## Extract
━━━━
Some people with lupus develop a negative self-image because of disease-related weight gain or rashes, which make them feel less attractive.

“I have an extremely negative body image because I gained 70 pounds due to prednisone use for lupus, but my husband tells me he loves me just as I am and finds me sexy,” says Laurie Cook of Jamaica, N.Y. “We make love three or four times a week, and although I'm in pain a lot, we're careful to keep our physical love alive and recognize the importance of this fine part of life.”

Telling your partner how lupus has changed your self-image may help. Sometimes, it may be as simple as speaking up for your own needs.

Many lupus patients, for example, need ample sleep to function properly, but getting enough rest can interfere with quality time or intimate moments together.

“Finding a man who lives a similar lifestyle and who accepts you and your lupus is the best way to have a happy relationship,” says lupus patient Gia Ricci of New York. “The happiest relationship I had was with a man who happened to need a lot of sleep and who respected my needs.”

Lupus is more common in women than in men. But men with lupus can experience many of the same sexual setbacks as women with lupus.

"Male lupus patients may also experience fatigue, pain in general, and pain in joints with sex, all of which may be associated with decreased libido," Jolly says.

In addition, "some blood pressure medications may have an effect on erections in male lupus patients," Jolly says.

"Some lupus medications can affect libido and cause erectile dysfunction; however, the major issues are pain and fatigue. They often find sex more of a task and feel very uncomfortable discussing this with their partners," Rose says.

"For men with lupus, there's a tremendous amount of shame around issues of sex and intimacy... the discomfort of admitting challenges in an area that they are traditionally expected to dominate," Rose says. "I usually coach them [about] opening the lines of communication with their partners and helping them to find strategies to cope more effectively, like having sex at times of day when their pain is lowest, trying different positions to reduce pain, and different ways of being intimate other than intercourse, such as cuddling, massages, oral sex, and various body stimulations that they may derive a sense of pleasure from."

Jolly recommends that men with lupus learn about their disease, and medication side effects. "They should be encouraged to discuss their sexual health with their doctors, so they can be counseled and referred for appropriate care," Jolly says.
━━━━
## Source material
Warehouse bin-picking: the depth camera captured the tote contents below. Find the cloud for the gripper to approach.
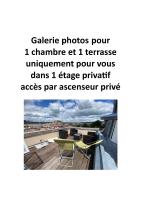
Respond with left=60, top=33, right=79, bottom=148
left=24, top=100, right=113, bottom=122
━━━━
## Explore the material
A. Could you substitute "plenty of sleep" for "ample sleep" and give everything in the passage on lupus and intimacy from "Many lupus patients, for" down to "intimate moments together."?
B. Would you proceed with the passage on lupus and intimacy, picking up after its final sentence?

## Answers in order
A.
Many lupus patients, for example, need plenty of sleep to function properly, but getting enough rest can interfere with quality time or intimate moments together.

B.
Does it seem like your partner is reluctant to initiate sex out of fear of hurting you? Are you reluctant to have intercourse because it's painful? If lupus has changed the way you interact in the bedroom, it's important to talk to your partner as soon as possible.

“The first thing I recommend is a conversation over dinner or a glass of wine, not in the bedroom,” Rose says. “Don't wait until the resentment builds up; talk about the changes now. If you haven't had sex in months because it's painful, problem-solve to come up with things other than penetration to overcome the anxiety you feel about sex.”

Tell your doctor, too, if lupus is curbing your sex life.

“People with lupus can have a normal life, but you may have to bring it up with your doctor,” Jolly says. “We only get 20 minutes to see a patient, and physicians don't think of sexual problems as routine; we think of blood pressure and obvious symptoms. But there are several things that can be done to improve sexual health, so don't be embarrassed to ask for help.”

Meeting with a therapist - either alone or with your partner - may also help.

“A therapist should help the couple understand each other and work as a team,” Jones says. “There should be a discussion about what each person is losing because of the lupus and how they can comfort each other and rewrite their lives together. Maybe the way they make love changes. Maybe there's more foreplay or masturbation. But making the decision together can be a bonding experience that should help them feel closer and want to share that closeness physically.”